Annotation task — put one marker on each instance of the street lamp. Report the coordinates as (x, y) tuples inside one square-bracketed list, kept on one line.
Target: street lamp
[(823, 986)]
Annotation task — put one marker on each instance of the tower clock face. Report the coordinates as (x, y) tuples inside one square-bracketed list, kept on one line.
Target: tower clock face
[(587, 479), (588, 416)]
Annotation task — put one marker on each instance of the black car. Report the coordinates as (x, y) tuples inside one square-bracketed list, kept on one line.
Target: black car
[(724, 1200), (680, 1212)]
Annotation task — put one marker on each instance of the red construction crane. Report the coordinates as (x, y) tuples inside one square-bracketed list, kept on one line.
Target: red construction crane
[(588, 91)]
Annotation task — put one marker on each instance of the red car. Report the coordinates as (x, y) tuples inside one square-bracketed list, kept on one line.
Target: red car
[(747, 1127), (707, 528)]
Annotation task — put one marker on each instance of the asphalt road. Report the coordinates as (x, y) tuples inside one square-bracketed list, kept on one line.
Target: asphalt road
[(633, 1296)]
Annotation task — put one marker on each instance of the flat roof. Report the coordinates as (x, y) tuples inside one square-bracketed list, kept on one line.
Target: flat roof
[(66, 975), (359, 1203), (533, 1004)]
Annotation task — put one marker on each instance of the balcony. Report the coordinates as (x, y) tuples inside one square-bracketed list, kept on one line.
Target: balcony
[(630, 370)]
──────────────────────────────
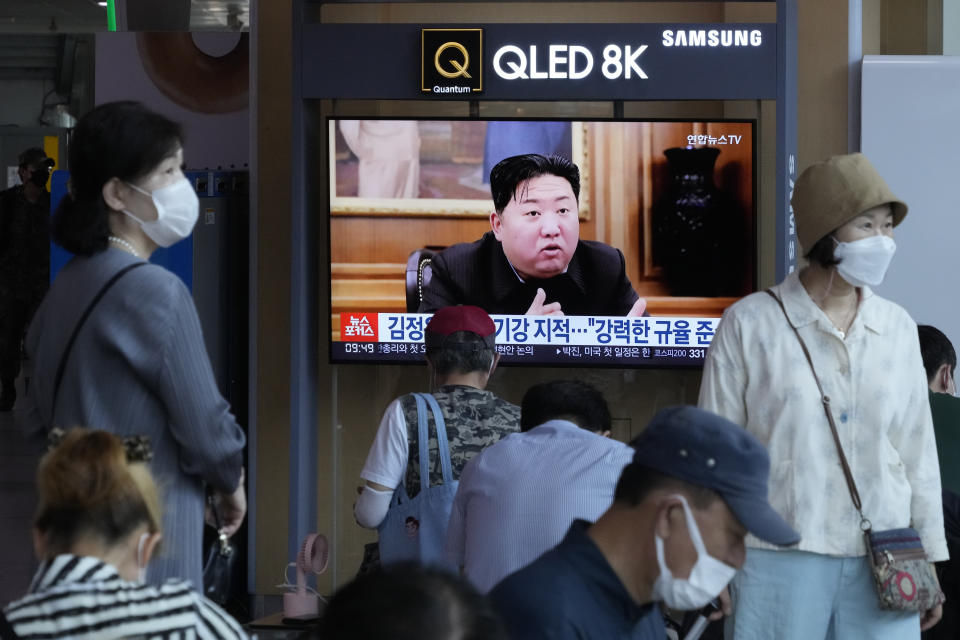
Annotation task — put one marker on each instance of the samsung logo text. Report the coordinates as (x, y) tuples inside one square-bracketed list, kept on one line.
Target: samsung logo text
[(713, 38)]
──────────────────────────────
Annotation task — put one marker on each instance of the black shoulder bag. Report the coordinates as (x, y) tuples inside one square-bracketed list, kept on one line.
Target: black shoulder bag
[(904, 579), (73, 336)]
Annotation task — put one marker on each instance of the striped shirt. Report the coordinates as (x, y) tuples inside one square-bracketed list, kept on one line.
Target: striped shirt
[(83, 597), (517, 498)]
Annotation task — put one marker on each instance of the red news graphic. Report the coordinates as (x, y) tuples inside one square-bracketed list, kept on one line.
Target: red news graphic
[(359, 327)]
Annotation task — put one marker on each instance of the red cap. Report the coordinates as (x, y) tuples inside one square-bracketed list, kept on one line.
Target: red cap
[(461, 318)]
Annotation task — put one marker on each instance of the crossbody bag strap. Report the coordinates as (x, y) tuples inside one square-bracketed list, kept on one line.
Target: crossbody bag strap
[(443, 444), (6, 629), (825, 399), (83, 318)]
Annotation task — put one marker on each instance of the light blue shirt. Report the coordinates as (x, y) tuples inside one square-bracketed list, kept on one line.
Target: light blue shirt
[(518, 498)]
──────────────────────────────
Please rescale the part of the listing starting at the line that contains "the black shoulder" and ending at the line that contains "[(461, 318)]", both included, by repeating every line with the requests unchanged and multiplying each coordinate in the answers by 2.5, rounded to a whole number with halves going up. Return only those lines.

▶ SOLUTION BELOW:
Annotation task — put one marker on each instance of the black shoulder bag. Report the coordinates as (x, y) tuples inside one square-bracketed list, kept on one line.
Target: black shoulder bag
[(2260, 1448), (183, 840)]
Annotation task — put one marker on each instance of the striped shirt. Report the coordinates as (x, y) tuples inside one square-bracketed list, kept on one line.
Target: striped shirt
[(208, 1493), (1293, 1245)]
Annotation task — put one marker on each instance of the red news graphic. Report the coordinates as (x, y) tuples inside one square-bracketed list, kept on one line.
Target: red news graphic
[(898, 818)]
Annotation task — put one marker on each instance of the red cap. Report the coordinates as (x, y) tuples inside one square-bracketed list, kept on one line.
Target: red cap
[(1153, 795)]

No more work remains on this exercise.